• **Consignes**
Recopiez mot pour mot le passage de l'entretien sur Voodoo Sonic qui commence par « Bonjour ! Tout » et se termine par « de l’album ? ».

• **Passage extrait**
---------------

Nous avons eu la chance de discuter avec Parov Stelar de son nouveau projet. Rassemblement des arts construit autour de nombreuses influences, Voodoo Sonic est sorti le 27 novembre sur le label Etage Noir.
Bonjour ! Tout d’abord, merci beaucoup de nous accorder un peu de temps pour cette interview. Pourrais-tu nous présenter en quelques mots ton projet Voodoo Sonic qui est bien plus qu’une création musicale puisque tu as également réalisé l’artwork de l’album ?
Voodoo Sonic est une production typique car elle contient beaucoup plus que de l’audio ou quelques titres. Je le vois comme un rassemblement de l’art : peinture, vidéo et musique. C’est exactement comme ça que je vois Parov Stelar depuis le début : il ne s’agit pas seulement de musique.
Pourquoi avoir choisi comme nom Voodoo Sonic ?
J’ai regardé un documentaire sur les rituels vaudous et j’ai découvert qu’il s’agissait d’une sorte de religion. C’est un symbole de tant d’influences différentes et je trouvais que ça collait parfaitement avec ce que je fais en musique. J’ai tellement d’influences, du swing à la pop en passant par la soul. Ensuite, j’ai vu l’aspect de la danse, qui est également un aspect très important pour mon projet. J’ai écrit le nom « Voodoo » et je me suis dit « Wow ! C’est beau et ça sonne bien », puis j’ai rajouté le « Sonic ».
Dans quel contexte et état d’esprit cet album a-t-il été composé ?
C’était une sorte de retour à la maison, un retour aux racines de mon projet. Après une longue tournée où j’ai vu tellement de choses différentes j’en ai eu assez de l’électro swing… Je pensais avoir tout dit. Mais, après un certain temps, quand j’ai débuté la composition de Voodoo Sonic, ma passion pour cette musique est revenue : j’étais en transe. Je ne pouvais pas me passer de ces vieilles chansons et de les sampler, ça a été le point de départ. J’étais vraiment heureux de retrouver mes racines.
En parlant de sampling, comment les choisis-tu pour tes morceaux ? Par exemple, j’ai repéré des samples de Benny Goodman dans Crush & Crumble !
C’est surtout par coïncidence ! Je commence à produire un beat et ensuite j’écoute beaucoup de disques. Je mets de côté quelques samples avec la base de mon morceau et parfois j’entends quelque chose et je me dis « ok ce genre de trompettes peut parfaitement s’y adapter ». Mais, cela ne fonctionne pas tout le temps ! C’est vraiment une histoire de coïncidence. Je dis toujours que c’est comme aller à la pêche : tu ne sais pas si tu vas revenir à la maison avec du poisson !
L’identité de Parov Stelar : rassembler des choses qui ne vont pas ensemble.
Tu es aujourd’hui reconnu comme le créateur de l’électro swing mais dans ce projet tu révèles un univers sonore plus large. En écoutant ton album, on se retrouve dans les années 30 avec un titre comme Crush & Crumble, dans un club de jazz avec Piano Boy ou dans un western avec Come Back Home mais il y a aussi des morceaux purement électroniques. Quelles sont tes influences ?

---------------

(Relevés de points étiquetés)
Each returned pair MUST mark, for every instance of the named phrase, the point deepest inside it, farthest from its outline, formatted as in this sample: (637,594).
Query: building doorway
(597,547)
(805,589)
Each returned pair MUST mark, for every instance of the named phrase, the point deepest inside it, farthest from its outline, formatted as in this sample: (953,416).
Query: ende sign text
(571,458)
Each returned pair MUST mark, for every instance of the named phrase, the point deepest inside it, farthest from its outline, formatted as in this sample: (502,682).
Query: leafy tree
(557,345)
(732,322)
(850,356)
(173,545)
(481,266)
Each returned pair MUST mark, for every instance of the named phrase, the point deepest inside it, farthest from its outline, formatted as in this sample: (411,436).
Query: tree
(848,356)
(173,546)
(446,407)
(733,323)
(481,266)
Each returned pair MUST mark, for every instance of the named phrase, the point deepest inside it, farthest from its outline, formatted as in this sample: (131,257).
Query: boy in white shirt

---------------

• **Réponse**
Bonjour ! Tout d’abord, merci beaucoup de nous accorder un peu de temps pour cette interview. Pourrais-tu nous présenter en quelques mots ton projet Voodoo Sonic qui est bien plus qu’une création musicale puisque tu as également réalisé l’artwork de l’album ?